The line containing "Verify that every instance of the arched" marks where copying starts, so set down that line and each one after it exactly, through the end of the records.

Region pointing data

>>>

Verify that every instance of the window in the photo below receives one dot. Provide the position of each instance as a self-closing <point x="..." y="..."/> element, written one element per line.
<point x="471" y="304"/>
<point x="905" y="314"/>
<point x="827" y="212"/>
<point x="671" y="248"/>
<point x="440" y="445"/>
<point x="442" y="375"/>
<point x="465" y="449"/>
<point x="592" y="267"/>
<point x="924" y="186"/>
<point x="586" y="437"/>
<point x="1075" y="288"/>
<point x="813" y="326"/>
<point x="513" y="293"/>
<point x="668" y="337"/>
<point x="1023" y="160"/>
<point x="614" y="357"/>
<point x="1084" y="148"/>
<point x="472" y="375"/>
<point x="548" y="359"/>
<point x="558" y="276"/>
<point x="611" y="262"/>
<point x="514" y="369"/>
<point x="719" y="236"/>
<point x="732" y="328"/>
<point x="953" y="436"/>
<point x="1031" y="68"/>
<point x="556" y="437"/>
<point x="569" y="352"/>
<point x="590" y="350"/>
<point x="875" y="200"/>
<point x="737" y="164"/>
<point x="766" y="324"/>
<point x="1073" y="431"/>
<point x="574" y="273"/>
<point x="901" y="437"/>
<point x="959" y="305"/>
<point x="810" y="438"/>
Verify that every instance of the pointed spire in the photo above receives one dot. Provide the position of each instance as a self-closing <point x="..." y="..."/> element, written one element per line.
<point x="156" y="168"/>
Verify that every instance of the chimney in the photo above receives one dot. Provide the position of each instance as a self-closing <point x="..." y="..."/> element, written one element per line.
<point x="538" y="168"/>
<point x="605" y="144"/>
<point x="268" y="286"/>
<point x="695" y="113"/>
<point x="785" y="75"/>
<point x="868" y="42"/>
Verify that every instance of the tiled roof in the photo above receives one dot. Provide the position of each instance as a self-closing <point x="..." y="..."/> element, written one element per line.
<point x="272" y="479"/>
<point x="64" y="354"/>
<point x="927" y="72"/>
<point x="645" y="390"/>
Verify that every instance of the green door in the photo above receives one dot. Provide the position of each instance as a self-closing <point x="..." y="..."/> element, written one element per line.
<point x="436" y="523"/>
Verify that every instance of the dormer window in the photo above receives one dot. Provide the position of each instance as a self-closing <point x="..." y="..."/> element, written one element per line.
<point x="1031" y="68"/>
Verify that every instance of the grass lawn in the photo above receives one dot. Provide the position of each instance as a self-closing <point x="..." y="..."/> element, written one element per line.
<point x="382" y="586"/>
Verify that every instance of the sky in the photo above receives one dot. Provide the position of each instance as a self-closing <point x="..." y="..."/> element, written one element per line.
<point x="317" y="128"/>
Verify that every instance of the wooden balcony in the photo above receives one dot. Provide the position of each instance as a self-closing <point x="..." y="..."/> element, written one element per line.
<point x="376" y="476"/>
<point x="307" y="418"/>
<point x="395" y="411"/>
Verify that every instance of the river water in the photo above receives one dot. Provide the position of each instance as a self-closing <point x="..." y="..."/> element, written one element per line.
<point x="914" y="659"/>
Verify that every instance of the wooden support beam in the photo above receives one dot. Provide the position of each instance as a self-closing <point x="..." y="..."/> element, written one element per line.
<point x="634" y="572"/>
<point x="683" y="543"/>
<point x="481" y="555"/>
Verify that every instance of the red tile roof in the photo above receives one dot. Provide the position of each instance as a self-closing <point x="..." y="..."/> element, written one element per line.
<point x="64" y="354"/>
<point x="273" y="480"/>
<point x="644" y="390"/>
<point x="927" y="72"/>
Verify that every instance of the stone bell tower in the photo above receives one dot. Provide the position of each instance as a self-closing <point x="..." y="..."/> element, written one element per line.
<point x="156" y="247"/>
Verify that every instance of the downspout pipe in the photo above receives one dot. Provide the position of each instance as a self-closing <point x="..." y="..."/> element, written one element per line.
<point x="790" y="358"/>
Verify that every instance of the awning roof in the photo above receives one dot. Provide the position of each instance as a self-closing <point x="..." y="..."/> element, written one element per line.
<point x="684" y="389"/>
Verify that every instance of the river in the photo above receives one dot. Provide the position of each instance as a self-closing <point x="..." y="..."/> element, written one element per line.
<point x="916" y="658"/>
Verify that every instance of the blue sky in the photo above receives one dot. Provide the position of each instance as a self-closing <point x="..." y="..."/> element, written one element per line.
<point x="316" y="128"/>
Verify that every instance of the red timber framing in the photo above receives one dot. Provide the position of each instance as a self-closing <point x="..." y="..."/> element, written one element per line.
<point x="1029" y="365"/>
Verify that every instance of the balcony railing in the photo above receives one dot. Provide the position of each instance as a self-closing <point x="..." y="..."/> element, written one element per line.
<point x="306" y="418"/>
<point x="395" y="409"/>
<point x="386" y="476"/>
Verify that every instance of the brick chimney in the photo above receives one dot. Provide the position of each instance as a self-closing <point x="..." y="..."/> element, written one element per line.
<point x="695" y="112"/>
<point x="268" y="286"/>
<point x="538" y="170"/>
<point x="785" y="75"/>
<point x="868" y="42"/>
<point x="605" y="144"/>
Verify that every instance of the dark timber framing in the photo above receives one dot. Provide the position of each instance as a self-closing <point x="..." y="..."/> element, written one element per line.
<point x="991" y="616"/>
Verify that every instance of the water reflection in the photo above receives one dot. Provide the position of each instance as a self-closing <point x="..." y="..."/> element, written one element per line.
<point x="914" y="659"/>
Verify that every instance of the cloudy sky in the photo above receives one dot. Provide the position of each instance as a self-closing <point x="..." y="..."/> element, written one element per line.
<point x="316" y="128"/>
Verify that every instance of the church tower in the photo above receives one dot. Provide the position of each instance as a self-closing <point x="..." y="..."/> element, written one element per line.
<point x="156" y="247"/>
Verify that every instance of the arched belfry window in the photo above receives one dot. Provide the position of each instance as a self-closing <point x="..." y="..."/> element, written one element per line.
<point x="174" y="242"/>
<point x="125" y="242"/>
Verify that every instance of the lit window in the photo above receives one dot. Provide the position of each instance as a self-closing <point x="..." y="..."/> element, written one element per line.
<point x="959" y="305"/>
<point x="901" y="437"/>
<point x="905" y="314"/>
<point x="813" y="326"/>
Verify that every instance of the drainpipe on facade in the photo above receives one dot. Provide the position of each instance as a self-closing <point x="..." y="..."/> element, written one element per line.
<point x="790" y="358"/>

<<<

#### Response to this task
Verify that every instance of the arched belfry window in the photo above receives one dot. Provide the position of each instance as a self-closing <point x="..." y="..."/> element, written one element per line.
<point x="174" y="242"/>
<point x="125" y="242"/>
Verify that every instance of the lit window in the photo above receives one dot. Provide the position of each instance as a self-closing <point x="..." y="..."/> element, written one element per line.
<point x="959" y="305"/>
<point x="901" y="437"/>
<point x="905" y="314"/>
<point x="813" y="326"/>
Verify that every instance of the drainpipe on facade in the photo above receives one dot. Provide the position of each instance as a self-closing <point x="..." y="..."/> element, written one element per line.
<point x="790" y="358"/>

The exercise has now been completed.